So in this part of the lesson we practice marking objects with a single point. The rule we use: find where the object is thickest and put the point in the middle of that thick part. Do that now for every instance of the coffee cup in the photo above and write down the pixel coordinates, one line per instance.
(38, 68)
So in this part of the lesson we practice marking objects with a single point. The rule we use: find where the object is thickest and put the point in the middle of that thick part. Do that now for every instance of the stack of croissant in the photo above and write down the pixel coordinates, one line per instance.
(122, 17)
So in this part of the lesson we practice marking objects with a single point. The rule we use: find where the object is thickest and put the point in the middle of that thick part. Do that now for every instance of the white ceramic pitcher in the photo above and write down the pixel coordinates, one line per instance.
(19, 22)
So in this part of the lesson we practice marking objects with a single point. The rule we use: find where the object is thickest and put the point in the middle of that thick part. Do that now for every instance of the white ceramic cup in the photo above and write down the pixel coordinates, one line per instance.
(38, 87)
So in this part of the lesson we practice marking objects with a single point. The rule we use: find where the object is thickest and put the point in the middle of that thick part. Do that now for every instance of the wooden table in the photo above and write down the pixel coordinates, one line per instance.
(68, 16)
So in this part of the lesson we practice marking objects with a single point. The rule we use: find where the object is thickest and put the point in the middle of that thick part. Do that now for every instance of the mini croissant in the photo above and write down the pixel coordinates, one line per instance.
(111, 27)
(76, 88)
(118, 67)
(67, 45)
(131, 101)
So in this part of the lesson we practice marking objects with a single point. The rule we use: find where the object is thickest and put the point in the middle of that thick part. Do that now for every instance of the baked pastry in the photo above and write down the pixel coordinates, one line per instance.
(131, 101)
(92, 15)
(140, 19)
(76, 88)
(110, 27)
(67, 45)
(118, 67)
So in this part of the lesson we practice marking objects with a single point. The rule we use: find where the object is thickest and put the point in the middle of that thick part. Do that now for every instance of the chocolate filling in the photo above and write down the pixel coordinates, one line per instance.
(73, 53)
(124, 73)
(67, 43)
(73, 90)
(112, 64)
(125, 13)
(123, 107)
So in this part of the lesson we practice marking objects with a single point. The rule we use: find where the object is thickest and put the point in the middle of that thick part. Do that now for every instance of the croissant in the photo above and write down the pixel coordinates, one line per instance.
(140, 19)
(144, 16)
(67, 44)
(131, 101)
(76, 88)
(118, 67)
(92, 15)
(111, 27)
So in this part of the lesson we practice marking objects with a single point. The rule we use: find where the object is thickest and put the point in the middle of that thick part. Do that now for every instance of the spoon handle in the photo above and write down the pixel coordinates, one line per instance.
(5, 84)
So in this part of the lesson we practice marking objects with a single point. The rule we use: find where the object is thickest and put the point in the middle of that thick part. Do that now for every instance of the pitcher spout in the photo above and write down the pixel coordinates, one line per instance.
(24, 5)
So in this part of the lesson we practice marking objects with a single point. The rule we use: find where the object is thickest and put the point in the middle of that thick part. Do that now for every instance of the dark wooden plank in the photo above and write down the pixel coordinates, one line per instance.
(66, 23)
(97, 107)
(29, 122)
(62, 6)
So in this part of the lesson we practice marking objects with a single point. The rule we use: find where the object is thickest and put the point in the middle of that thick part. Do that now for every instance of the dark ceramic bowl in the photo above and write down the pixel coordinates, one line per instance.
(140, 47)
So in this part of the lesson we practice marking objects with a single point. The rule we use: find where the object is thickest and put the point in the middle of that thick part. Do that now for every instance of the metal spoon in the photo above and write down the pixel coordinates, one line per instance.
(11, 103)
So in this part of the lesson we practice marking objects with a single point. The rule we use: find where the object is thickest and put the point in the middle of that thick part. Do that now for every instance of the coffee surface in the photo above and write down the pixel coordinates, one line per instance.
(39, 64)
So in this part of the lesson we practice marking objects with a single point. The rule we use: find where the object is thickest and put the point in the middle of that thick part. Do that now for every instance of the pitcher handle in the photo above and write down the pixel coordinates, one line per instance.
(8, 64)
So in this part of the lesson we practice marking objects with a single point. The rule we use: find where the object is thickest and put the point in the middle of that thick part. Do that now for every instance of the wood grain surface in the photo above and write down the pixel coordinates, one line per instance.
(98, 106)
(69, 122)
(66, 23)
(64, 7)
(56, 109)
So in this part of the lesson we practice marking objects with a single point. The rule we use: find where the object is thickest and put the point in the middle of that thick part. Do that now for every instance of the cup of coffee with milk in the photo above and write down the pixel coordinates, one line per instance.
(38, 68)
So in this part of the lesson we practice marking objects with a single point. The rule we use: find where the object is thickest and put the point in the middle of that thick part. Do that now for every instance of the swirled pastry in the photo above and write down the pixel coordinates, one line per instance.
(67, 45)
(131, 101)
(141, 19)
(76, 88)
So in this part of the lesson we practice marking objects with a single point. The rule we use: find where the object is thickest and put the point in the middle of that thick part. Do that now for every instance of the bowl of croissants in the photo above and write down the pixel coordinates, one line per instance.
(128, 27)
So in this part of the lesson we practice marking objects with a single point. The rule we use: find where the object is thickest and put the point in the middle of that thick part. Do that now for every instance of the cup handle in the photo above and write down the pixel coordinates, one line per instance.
======
- _What to produce_
Can you return, word for word, every line from the one containing "of the swirled" through the end of the items?

- _Final result_
So in this part of the lesson we practice marking objects with a single point. The rule we use: find where the object is thickest and put the point in the middle of that thick part. Do that now for every instance of the swirled pastry in the photo above and write down the pixel coordinates, one line per instance.
(67, 45)
(131, 101)
(141, 19)
(76, 88)
So in this part of the lesson we practice marking objects with a single point. The rule we use: find where the object is thickest and put the point in the middle of that thick part. Do that now for every instance of the bowl of croissants in the photo above and write down the pixel coordinates, one line per instance.
(128, 27)
So in this part of the lesson we practice marking objects with a single point. The rule we use: find where the object is thickest and put the point in the middle of that thick part. Do that now for every instance of the cup handle in the photo above and write down the pixel coordinates, one line per instance.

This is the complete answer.